Parts of the exercise:
• a. List each person named in the commentary on John Bolton's book, once each.
• b. Write the next part of the commentary on John Bolton's book, continuing on from its last sentence.

Document section:
━━━━━━━━━━

This week, former National Security Adviser John Bolton, an unreconstructed neocon who's rarely met a country he didn't want to bomb, published The Room Where It Happened, the 467th (approximate) insider tell-all to emerge from the first three years of the Trump administration. Like the previous 466 (approximate), it paints President Trump as an incompetent, corrupt buffoon with a fondness for autocrats. No surprise there.

Bolton being Bolton, the 500-page-plus book also berates the president for not casually murdering a hundred or so Iranians because of a downed drone. (Bolton thinks this anecdote makes Trump look bad.) More important for our purposes, it spotlights conduct that falls somewhere between embarrassing and impeachable. For instance, Bolton says that in personal conversations, Trump made the quid pro quo with Ukraine, for which he was impeached, explicit: "He said he wasn't in favor of sending [the Ukrainians] anything until all Russia-investigation material related to [Hillary] Clinton and [Joe] Biden had been turned over."

Trump similarly asked China's President Xi to help him get reelected by purchasing American wheat and soybeans, then told Xi to move forward with plans to intern Uighur Muslims in concentration camps; those camps now hold at least 1 million Uighurs.

Perhaps most bizarrely, Bolton says Trump's jaw-dropping defense of the Saudi crown prince in the wake of his murder of journalist Jamal Khashoggi — "The world is a very dangerous place!" — was a calculated move to deflect attention from his daughter Ivanka's use of her personal email account to conduct government business, a la Hillary Clinton, which he apparently considered a more urgent problem.

Of course, Bolton, who left last September, knew all of this as the impeachment inquiry was ramping up, but said nothing. House Democrats asked him to testify. Bolton refused and said he would sue to block a subpoena. With nuggets from his manuscript opportunistically leaking, Bolton said he would testify if the Senate subpoenaed him. But Republicans, having sworn unwavering fidelity to Dear Leader, weren't interested.

In a Machiavellian sense, this might have been a good strategy: tease just enough to secure membership in the #Resistance Best-Sellers Book Club. For a man who portrays himself as a paragon of patriotic virtue, however, it was transparently craven.

And because the other guys are even more unscrupulous, it backfired.

━━━━━━━━━━

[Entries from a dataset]
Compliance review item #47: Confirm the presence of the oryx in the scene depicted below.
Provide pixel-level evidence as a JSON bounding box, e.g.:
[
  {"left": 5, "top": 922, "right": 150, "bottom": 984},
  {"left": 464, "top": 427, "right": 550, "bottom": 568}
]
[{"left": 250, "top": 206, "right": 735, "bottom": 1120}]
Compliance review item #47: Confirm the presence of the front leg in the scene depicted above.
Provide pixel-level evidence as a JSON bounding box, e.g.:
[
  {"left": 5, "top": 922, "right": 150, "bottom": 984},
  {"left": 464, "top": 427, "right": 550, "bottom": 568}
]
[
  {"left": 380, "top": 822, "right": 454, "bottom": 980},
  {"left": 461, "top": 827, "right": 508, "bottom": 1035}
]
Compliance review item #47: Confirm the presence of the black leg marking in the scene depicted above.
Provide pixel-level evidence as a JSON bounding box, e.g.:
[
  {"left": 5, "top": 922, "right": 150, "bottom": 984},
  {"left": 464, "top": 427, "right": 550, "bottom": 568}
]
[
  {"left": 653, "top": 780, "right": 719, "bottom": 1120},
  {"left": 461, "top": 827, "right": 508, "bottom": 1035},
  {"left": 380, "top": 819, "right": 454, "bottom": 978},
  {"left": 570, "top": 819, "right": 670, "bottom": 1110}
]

━━━━━━━━━━

Expected responses:
• a. John Bolton, Trump, Hillary Clinton, Joe Biden, Xi, Jamal Khashoggi, Ivanka

• b.
Manuscripts from government officials have to undergo a review to ensure they're not divulging state secrets, a process that gives the White House leverage to delay or even block their release. That's what Trump plainly wanted: In February, the president boasted to TV anchors that The Room Where It Happened wouldn't be published during his presidency.

Over the first four months of 2020, Bolton worked with career National Security Council staffers to revise the manuscript several times. Finally, on April 27, he was told the manuscript no longer contained classified material. But the White House never sent a letter formally clearing the manuscript for publication. For the next six weeks, there was radio silence.

The political operatives had taken over. The new national security adviser had a deputy dig through it again, and what do you know: On June 8, Bolton was told it still contained classified material — some of which, conveniently, became classified after April 27.

By this point, however, Bolton had tired of being jerked around. He'd submitted the final version to Simon & Schuster, which printed 200,000 copies and shipped them all over the world ahead of a June 23 release. So last week, Trump's Department of Justice sued, seeking a restraining order to halt the book's release — an extraordinary request in brazen defiance of First Amendment principles.

"The Government ... asks this Court to issue a prior restraint order suppressing the speech of his former National Security Adviser," Bolton's lawyers argued, "... for the transparent purpose of preventing Ambassador Bolton from revealing embarrassing facts about the President's conduct in office."

That's obviously correct, but more important were the logistics. The book was already out in the wild — at bookstores, circulating among journalists, even online. There was no putting the toothpaste back in the tube. The White House's authoritarian effort to quash unfriendly speech about the president failed.

But Bolton didn't exactly win.

While the judge denied the restraining order, he also ruled that Bolton's manuscript does, in fact, contain classified information, which means the government can come after Bolton's reported $2 million advance and/or press criminal charges. Judging by Trump's immediate reaction, that seems like a strong possibility: "Bolton broke the law and has been called out and rebuked for so doing, with a really big price to pay. He likes dropping bombs on people, and killing them. Now he will have bombs dropped on him!"

So the book gets released, the president's corruption gets exposed yet again, and the warmonger not only fails to profit but perhaps goes to prison. Honestly, what's not to like?